## [Task description]
Among these entries, count the lines containing the word "tuples" and answer with only the number.

BEGIN Dataset content

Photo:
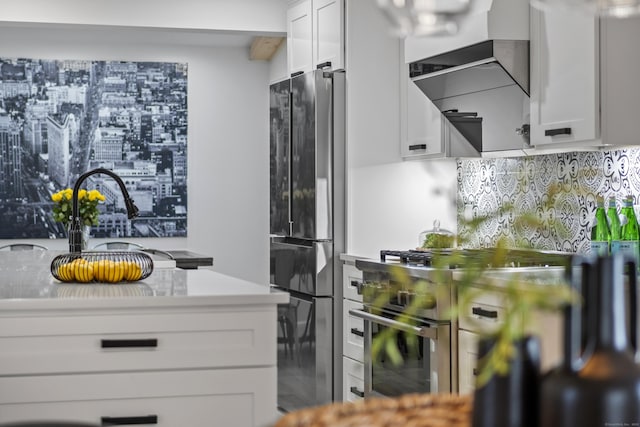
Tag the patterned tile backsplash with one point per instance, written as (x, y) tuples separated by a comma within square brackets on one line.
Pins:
[(488, 186)]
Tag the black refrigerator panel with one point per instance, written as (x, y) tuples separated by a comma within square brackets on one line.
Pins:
[(311, 155), (305, 365), (302, 265), (279, 140)]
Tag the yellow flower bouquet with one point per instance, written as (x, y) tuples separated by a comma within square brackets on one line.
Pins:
[(87, 206)]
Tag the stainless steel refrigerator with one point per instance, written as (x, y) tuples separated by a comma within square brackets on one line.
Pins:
[(307, 140)]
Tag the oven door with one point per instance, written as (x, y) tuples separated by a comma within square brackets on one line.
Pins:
[(427, 370)]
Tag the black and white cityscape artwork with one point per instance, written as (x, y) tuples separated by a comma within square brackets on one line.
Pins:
[(61, 118)]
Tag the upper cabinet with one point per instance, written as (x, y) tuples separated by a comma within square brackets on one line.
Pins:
[(299, 31), (315, 35), (328, 33), (564, 78), (584, 90)]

END Dataset content

## [Finished exercise]
7